● Short problem
Write out all of these rows again, replacing "Show me" with "Point out" wherever it occurs and keeping everything else the same. Omit the pictures.

(Rows from a box-labeling dataset)

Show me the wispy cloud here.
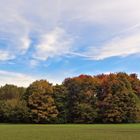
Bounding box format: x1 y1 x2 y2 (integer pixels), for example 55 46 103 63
34 27 73 60
0 70 37 87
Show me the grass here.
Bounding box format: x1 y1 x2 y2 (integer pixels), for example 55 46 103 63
0 124 140 140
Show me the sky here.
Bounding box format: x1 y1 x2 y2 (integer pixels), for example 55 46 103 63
0 0 140 87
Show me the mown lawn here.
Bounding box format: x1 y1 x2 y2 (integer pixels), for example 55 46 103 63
0 124 140 140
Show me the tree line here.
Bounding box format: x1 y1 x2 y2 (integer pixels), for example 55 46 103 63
0 72 140 124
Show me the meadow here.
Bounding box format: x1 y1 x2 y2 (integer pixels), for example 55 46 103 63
0 124 140 140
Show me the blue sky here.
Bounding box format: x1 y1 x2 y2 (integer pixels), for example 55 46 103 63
0 0 140 86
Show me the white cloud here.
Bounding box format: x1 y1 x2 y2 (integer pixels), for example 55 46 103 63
0 50 14 61
85 32 140 60
0 0 140 60
0 70 37 87
34 27 73 60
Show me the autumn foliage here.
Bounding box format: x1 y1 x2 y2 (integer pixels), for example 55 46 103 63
0 73 140 124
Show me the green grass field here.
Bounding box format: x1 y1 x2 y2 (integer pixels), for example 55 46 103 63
0 124 140 140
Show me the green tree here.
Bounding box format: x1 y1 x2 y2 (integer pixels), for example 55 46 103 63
64 75 98 123
98 73 138 123
53 85 68 123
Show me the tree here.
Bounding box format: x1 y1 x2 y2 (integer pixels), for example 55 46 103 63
64 75 98 123
0 84 25 100
25 80 58 123
98 73 138 123
2 99 30 123
53 85 68 123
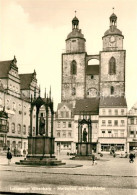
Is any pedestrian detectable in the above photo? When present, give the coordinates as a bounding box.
[92,154,97,165]
[129,152,135,163]
[7,148,12,165]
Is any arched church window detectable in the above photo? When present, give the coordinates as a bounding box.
[110,86,114,95]
[109,57,116,75]
[71,60,77,75]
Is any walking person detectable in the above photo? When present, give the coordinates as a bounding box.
[129,152,135,163]
[7,148,12,165]
[92,154,96,165]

● Output
Point out the wispy cloud here.
Bounding box format: x1 y1 x2 y2 (integer pixels), for example 55 46 103 63
34 27 73 60
0 70 37 87
Point out the grass here.
Bounding box format: x1 y1 x2 y2 (integer pixels), for example 55 46 103 63
0 124 140 140
Point out the sky here.
Bounding box format: x1 y1 x2 y2 (integer pixels), for example 55 46 103 63
0 0 140 87
Point out the mown lawn here.
Bounding box format: x1 y1 x2 y2 (integer pixels), for example 55 46 103 63
0 124 140 140
Point out the tree line here.
Bounding box format: x1 y1 x2 y2 (integer pixels), for example 55 46 103 63
0 72 140 124
Point out the meadow here.
Bounding box format: x1 y1 x2 y2 (integer pixels), for example 55 46 103 63
0 124 140 140
Point out the blue sky here.
Bounding box format: x1 y1 x2 y2 (integer pixels), for example 55 46 103 63
0 0 140 86
Point out the white cloud here.
Bounding box format: x1 y1 x2 y2 (integer pixels), for example 55 46 103 63
0 50 14 61
85 32 140 60
0 0 140 60
0 70 37 87
34 27 73 60
Point out the autumn foliage here.
Bounding box format: x1 y1 x2 y2 (integer pixels), for example 55 46 103 63
0 73 140 124
Point out the green grass field here.
Bounding box format: x1 y1 x2 y2 (integer pixels), for example 55 46 103 63
0 124 140 140
Point out the green tree here.
Bounding box format: x1 y1 x2 y2 (integer pixels), for example 55 46 103 63
64 75 98 123
98 73 138 123
53 85 68 123
Point out the tree here.
Bounding box format: x1 y1 x2 y2 (integer pixels), for example 55 46 103 63
64 75 98 123
0 84 25 100
25 80 58 123
98 73 138 123
2 99 30 123
53 85 68 123
Is any pedestrian detectable in the above photo? When present, give the coordinates as a bounding box.
[92,154,97,165]
[129,152,135,163]
[7,148,12,165]
Is any arched church window detectable in the above photo? When present, give the coordinates as a bounding box.
[110,86,114,95]
[109,57,116,75]
[71,60,77,75]
Is any walking person detectable in the above photo? When present, give the coordinates as a bounding box.
[129,152,135,163]
[7,148,12,165]
[92,154,96,165]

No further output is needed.